§ Your task: Reproduce exactly the lines from the one containing "Keypoint placement rule: for each instance of the swim" through the last line of the records below, both included, and nothing else.

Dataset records
┌──
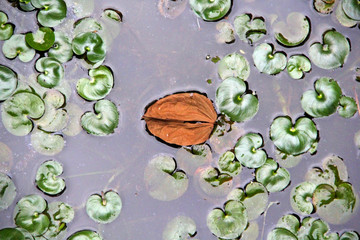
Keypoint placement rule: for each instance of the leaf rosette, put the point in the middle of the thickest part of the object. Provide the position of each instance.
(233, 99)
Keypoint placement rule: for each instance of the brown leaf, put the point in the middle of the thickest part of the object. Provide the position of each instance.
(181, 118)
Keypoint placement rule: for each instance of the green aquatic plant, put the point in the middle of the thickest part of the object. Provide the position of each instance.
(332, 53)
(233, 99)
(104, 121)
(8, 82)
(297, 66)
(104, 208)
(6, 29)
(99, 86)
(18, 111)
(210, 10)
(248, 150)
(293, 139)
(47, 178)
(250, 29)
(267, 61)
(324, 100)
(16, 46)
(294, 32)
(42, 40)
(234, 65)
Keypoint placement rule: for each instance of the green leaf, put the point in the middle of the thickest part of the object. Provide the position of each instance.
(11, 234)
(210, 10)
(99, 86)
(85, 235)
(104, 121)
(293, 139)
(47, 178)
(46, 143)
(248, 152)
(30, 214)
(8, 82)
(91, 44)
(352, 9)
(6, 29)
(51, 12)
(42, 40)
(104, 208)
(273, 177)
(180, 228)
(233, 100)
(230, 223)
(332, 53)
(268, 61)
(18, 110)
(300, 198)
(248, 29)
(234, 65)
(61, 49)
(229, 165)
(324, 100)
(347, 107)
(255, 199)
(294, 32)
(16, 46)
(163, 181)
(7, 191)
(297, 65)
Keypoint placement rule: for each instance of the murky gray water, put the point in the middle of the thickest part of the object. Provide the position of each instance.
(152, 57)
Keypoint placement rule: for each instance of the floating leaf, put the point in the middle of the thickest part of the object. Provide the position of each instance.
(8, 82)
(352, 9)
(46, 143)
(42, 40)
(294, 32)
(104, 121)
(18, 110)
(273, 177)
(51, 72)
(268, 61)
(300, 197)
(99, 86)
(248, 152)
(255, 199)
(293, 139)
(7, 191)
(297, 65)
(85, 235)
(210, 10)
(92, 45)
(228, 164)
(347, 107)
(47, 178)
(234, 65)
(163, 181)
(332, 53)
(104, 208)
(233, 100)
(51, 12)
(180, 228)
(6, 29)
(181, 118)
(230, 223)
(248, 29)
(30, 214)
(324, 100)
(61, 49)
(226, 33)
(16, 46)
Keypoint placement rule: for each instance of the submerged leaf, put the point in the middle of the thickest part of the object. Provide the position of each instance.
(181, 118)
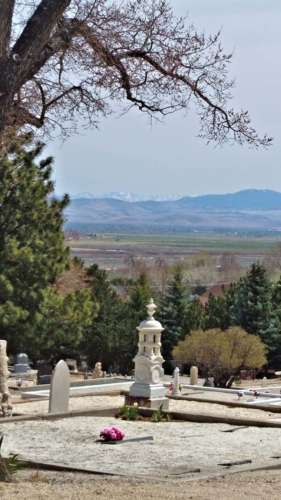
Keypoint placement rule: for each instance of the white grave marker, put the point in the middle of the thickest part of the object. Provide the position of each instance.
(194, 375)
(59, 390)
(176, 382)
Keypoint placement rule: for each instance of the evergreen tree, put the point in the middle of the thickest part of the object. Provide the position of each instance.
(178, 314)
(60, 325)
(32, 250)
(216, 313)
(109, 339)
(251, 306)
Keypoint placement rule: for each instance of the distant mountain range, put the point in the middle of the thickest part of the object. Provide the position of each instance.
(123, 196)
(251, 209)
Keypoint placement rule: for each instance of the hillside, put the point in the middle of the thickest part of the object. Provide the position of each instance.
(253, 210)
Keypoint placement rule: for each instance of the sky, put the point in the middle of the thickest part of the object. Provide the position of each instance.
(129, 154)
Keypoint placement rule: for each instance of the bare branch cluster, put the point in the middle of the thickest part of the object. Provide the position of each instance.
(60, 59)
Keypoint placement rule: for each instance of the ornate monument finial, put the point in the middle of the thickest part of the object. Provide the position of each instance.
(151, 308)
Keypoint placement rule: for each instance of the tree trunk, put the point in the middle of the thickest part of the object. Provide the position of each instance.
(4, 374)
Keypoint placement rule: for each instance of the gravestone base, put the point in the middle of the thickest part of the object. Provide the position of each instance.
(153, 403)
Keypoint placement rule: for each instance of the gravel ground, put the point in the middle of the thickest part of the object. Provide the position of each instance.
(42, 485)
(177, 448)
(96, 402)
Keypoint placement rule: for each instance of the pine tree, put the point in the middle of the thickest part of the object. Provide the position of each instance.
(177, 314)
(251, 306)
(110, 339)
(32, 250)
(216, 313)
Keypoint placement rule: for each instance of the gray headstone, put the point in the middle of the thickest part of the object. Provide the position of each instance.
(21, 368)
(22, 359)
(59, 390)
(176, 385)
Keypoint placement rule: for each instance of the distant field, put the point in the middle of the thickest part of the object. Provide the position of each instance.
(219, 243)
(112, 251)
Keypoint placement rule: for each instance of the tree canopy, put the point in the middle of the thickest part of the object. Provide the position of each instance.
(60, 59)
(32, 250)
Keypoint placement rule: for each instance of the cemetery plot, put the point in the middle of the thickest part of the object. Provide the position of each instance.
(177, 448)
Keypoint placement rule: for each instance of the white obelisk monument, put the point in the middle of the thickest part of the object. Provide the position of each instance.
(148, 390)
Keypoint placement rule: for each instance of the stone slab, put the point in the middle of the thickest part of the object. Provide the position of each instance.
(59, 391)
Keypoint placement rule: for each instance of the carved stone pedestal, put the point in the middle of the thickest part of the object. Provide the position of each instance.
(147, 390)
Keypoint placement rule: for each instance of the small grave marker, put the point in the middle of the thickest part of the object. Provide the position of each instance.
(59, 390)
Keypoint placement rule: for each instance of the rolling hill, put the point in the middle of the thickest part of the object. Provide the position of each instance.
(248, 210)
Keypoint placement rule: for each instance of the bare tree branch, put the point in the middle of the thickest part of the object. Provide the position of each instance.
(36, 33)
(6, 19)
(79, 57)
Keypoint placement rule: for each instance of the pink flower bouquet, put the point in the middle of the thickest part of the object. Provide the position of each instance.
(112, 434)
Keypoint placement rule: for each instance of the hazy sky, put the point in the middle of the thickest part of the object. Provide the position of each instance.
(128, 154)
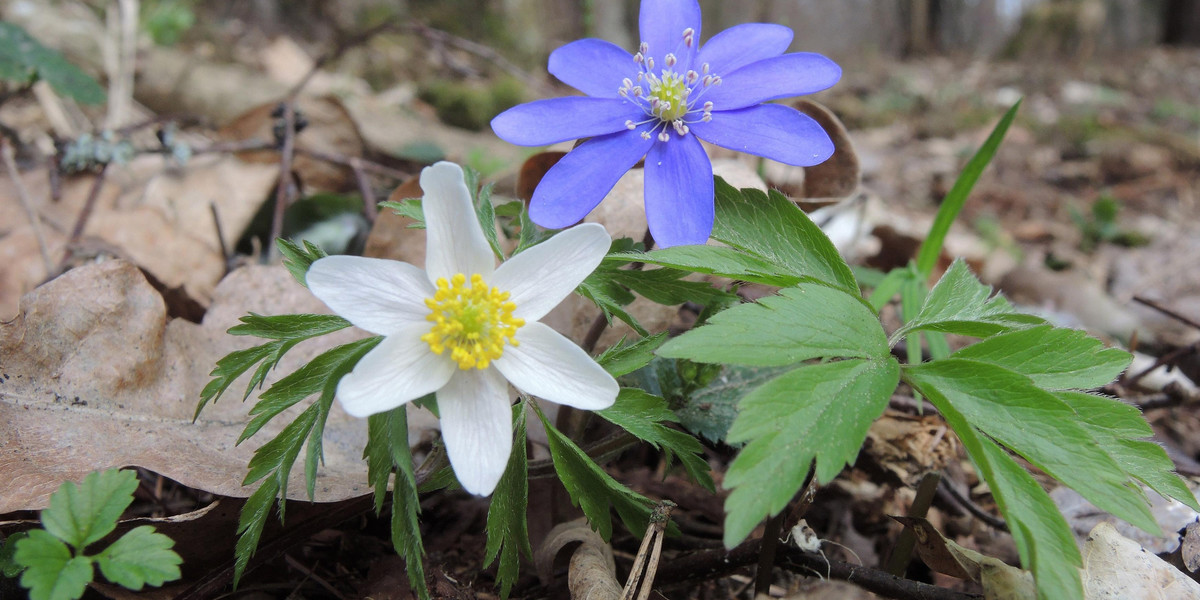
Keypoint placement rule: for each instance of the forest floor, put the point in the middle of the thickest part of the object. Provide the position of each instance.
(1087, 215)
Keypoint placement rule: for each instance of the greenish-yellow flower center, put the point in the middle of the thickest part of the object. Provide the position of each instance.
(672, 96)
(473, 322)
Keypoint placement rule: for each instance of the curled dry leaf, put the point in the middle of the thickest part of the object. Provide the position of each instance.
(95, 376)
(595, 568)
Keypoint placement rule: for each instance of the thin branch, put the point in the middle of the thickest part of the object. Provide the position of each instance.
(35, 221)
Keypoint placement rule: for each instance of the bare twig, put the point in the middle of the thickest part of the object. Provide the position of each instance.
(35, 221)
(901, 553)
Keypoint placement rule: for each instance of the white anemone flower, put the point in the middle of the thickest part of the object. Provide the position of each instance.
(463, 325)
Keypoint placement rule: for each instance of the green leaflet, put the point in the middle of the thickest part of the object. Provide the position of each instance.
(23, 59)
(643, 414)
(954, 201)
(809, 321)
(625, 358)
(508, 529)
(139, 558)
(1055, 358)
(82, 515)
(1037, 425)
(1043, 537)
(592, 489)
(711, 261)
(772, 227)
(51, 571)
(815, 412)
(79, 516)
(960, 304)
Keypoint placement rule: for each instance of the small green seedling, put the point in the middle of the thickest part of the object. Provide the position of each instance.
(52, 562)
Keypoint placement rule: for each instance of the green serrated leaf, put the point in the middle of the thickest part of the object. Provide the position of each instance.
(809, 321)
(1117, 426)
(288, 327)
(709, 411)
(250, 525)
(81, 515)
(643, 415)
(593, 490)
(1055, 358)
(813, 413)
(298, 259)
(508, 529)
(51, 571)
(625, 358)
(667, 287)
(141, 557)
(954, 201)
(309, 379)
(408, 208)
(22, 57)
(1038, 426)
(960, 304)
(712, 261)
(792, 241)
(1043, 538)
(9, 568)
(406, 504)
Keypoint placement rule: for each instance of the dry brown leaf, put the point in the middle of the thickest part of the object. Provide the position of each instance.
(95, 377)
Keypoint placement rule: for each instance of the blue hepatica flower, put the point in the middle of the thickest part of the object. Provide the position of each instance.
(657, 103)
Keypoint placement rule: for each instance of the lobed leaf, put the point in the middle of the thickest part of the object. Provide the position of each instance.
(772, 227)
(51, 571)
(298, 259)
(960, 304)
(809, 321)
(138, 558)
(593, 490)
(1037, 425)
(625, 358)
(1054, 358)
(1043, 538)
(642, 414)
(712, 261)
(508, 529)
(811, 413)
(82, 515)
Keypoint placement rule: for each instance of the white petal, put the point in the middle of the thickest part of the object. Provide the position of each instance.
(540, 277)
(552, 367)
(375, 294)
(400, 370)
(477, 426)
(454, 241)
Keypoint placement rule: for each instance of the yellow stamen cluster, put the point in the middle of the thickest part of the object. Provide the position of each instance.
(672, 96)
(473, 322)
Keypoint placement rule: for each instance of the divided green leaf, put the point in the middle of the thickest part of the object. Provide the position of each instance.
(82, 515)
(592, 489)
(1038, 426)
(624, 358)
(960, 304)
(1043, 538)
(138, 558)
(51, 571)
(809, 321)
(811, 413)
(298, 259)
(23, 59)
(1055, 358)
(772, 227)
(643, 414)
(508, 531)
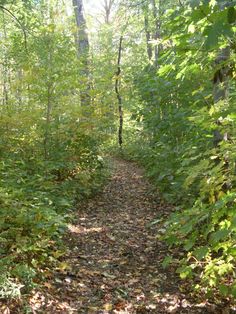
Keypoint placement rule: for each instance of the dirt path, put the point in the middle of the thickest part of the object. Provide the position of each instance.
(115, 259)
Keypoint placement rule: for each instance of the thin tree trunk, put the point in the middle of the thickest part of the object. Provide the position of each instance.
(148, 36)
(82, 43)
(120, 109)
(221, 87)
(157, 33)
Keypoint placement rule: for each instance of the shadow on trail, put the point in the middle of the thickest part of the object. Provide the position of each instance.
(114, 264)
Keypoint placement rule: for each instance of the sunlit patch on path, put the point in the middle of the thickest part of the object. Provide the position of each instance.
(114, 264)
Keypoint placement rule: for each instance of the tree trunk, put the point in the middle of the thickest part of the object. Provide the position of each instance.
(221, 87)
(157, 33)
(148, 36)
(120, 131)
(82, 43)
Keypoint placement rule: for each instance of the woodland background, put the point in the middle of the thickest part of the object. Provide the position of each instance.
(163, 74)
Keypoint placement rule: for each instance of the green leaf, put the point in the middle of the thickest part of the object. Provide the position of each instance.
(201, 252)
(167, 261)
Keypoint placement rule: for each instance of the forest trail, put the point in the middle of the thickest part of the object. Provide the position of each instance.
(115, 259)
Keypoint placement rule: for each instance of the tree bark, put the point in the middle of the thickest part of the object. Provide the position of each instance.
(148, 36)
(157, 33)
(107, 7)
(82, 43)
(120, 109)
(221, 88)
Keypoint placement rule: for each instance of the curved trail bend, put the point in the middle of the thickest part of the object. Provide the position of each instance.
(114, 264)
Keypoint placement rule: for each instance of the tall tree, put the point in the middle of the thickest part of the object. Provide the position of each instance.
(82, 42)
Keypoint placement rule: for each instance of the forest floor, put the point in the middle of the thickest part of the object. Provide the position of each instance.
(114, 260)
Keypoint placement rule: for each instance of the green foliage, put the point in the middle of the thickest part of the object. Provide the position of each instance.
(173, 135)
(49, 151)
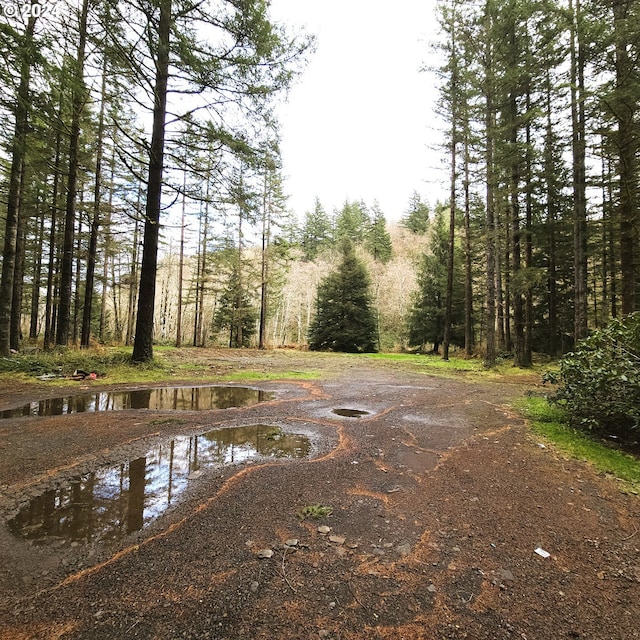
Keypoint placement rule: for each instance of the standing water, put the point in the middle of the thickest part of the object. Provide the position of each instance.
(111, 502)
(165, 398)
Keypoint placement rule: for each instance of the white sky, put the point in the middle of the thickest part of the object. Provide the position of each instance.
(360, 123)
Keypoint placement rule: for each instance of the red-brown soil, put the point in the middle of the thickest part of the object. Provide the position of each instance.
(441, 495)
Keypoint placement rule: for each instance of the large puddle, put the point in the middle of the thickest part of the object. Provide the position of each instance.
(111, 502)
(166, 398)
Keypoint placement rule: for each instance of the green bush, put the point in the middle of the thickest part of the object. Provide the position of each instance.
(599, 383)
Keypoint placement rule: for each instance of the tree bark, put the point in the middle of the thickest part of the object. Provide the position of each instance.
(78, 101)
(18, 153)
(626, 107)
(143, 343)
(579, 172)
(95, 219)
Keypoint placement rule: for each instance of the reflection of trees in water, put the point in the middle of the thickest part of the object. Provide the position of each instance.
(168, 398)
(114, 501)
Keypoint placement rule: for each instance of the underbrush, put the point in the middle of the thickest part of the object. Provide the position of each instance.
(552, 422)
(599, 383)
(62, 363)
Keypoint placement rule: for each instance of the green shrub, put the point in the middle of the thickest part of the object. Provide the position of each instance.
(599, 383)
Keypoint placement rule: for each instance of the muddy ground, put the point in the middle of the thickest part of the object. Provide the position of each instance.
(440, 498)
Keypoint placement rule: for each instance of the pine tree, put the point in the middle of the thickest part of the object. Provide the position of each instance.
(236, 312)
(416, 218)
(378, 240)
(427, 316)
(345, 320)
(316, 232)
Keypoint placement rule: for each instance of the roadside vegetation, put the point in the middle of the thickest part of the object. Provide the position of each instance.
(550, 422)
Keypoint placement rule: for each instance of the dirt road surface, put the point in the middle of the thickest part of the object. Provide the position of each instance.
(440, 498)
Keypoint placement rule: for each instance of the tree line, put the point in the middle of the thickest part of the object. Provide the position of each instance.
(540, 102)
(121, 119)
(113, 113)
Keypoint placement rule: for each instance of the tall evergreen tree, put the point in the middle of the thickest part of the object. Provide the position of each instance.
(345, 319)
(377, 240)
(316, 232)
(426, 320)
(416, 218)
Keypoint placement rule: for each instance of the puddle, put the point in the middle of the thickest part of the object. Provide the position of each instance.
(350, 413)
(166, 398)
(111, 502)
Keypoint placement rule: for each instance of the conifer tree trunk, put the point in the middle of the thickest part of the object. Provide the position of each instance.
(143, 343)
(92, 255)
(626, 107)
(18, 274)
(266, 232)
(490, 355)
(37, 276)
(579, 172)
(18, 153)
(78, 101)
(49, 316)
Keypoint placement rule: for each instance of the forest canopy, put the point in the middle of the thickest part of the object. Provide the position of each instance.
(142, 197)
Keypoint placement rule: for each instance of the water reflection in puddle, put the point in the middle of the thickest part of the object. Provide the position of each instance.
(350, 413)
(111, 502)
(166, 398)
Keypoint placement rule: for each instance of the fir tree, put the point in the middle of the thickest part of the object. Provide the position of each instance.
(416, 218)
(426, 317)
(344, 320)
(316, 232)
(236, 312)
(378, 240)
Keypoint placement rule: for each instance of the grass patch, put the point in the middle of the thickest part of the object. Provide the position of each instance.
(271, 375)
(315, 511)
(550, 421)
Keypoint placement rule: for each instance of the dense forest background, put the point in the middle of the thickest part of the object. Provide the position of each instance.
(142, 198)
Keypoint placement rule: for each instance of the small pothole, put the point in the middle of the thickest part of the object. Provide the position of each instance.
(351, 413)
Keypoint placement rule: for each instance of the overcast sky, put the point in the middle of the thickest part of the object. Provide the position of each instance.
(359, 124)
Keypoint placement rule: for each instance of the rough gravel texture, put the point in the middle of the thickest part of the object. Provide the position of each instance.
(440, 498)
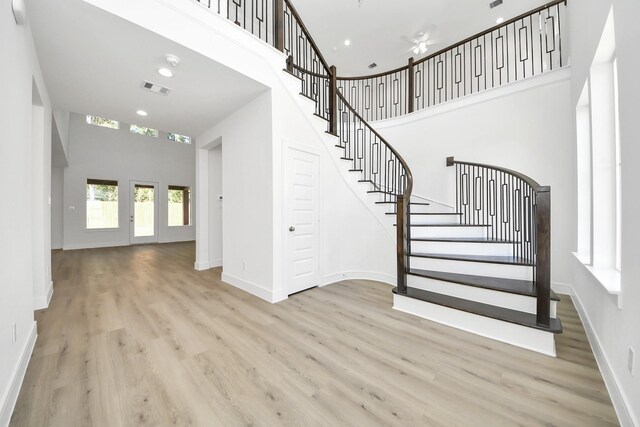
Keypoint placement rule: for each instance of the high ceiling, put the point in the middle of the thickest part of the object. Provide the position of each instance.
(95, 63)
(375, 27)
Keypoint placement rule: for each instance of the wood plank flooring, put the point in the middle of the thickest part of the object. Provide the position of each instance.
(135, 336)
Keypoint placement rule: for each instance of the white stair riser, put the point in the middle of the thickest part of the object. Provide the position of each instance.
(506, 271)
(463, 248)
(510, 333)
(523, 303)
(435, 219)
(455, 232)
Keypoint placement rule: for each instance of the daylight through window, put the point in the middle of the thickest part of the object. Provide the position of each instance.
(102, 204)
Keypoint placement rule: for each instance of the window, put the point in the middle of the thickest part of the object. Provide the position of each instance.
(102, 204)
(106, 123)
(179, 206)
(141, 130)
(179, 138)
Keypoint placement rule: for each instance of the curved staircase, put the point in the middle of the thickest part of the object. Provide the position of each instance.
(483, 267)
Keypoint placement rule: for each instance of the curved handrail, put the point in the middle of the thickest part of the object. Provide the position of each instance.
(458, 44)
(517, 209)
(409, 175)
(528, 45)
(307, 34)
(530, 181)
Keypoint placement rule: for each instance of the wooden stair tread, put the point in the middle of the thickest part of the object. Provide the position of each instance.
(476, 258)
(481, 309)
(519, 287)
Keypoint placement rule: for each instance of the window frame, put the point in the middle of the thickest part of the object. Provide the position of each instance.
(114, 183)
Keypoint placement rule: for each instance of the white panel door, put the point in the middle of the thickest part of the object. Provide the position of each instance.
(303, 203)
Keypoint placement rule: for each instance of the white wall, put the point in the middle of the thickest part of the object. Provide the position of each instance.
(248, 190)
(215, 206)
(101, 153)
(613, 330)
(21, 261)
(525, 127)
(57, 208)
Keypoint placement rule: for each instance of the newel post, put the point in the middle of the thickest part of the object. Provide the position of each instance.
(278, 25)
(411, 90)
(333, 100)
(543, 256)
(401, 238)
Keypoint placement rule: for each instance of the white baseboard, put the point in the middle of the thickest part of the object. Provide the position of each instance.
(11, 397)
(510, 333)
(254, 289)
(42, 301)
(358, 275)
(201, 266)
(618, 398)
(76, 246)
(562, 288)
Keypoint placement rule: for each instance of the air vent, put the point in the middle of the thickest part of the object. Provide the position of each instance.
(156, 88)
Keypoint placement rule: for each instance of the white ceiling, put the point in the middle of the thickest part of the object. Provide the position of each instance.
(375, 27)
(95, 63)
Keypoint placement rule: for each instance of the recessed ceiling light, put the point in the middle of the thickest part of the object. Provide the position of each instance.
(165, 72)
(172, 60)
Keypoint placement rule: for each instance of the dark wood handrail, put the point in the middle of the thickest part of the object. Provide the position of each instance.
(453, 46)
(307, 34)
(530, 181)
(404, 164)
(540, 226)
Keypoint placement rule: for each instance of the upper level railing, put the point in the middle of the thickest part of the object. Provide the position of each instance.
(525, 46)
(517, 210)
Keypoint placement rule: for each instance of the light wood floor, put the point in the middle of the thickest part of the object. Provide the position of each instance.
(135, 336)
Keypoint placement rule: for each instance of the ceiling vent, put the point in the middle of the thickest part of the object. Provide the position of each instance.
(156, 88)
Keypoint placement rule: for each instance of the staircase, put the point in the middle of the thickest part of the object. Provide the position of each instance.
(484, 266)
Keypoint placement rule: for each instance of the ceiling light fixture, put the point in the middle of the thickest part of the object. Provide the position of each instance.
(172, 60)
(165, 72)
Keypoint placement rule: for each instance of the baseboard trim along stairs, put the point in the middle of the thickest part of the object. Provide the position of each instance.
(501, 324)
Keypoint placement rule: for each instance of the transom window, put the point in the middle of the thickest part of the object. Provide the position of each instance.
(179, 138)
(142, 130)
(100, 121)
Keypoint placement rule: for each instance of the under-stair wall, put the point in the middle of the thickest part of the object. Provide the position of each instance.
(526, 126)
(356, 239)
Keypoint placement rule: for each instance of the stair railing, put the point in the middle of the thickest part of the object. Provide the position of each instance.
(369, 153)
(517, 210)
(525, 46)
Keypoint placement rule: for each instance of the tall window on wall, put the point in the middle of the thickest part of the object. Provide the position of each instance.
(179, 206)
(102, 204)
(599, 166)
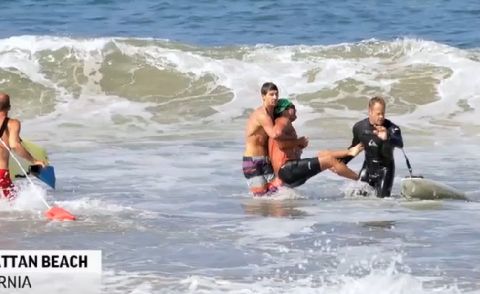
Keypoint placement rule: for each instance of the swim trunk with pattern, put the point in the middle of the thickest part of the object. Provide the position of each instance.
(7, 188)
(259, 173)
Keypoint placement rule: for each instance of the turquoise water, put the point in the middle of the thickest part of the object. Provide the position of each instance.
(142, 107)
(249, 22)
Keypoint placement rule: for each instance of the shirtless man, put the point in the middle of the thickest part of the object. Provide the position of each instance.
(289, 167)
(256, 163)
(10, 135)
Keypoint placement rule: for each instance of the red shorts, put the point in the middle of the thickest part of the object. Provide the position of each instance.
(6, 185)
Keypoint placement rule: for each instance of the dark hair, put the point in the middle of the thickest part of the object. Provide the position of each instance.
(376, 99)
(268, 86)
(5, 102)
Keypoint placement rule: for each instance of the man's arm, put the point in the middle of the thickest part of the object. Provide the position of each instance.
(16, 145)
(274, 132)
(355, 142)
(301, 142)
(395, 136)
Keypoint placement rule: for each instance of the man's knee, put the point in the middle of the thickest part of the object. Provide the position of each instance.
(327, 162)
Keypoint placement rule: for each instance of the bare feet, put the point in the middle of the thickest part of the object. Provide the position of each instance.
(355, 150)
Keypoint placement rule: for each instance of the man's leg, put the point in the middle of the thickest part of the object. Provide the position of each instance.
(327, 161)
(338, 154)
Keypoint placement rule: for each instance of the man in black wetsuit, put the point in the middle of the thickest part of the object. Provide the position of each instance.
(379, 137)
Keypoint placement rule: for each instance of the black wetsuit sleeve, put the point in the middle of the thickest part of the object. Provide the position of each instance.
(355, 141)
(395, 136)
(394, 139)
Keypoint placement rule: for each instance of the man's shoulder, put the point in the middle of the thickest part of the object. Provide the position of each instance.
└──
§ Response to the task:
Keypoint placement rule: for each instance of the swim trunk with pattern, put the point in the middle of the thickest part of the object. Provide the position of each instance.
(7, 188)
(259, 173)
Keypoint placement rule: for each instance of the turquoise water, put the point in the middle of the thickest part of the object. Provide the position of each instance.
(142, 107)
(249, 22)
Keypoint placement rule: for each instance of the shirtless man, put the point in the middle of the thickest part of the object. Provide the position of each instance.
(289, 167)
(256, 163)
(10, 135)
Keypoint placement rule: for each instance of the red shorts, put the point in the middle of the thickest part of the object. Provide the position of each instance.
(6, 185)
Keypoint placement rule: for each instance of the dark hair, put the point in the middle of the thickest part of the object. Provide the position of each instance.
(376, 99)
(268, 86)
(5, 102)
Keypoint placement rule: for each instance of the man's arm, put the point in the middle of the thickest part of the object. Provide the position of each instance.
(16, 145)
(274, 132)
(355, 142)
(301, 142)
(395, 136)
Keypoint placement rule: for each instance of the man's knee, put the point in the middle of the thickest part of the object. Provide the position of each instance.
(327, 162)
Keypoint placement rule: for each instance of the bare feet, put the point in the middle of the thickest part of the object. Provide the position of each instance.
(355, 150)
Keypoint placement rule: for each instance of the man's leg, put the point in the middle of the thickest part of the object. Provide the position of each instance.
(327, 161)
(338, 154)
Keypoint placement rule: for each instance of the man in black wetsuit, put the point in the middle of the thickest part of the object. Provide the position of each instance.
(379, 137)
Keypoint placement rule: for each instance of the black wetsuit sleeve, put the point in the middle of the thickest part of the object. Provide the position of each instance.
(355, 141)
(395, 136)
(394, 139)
Keypoint placement rule: for each instance of the man's shoulder, put the point in the middle of the thickest part of the object. Provide the position of each instance.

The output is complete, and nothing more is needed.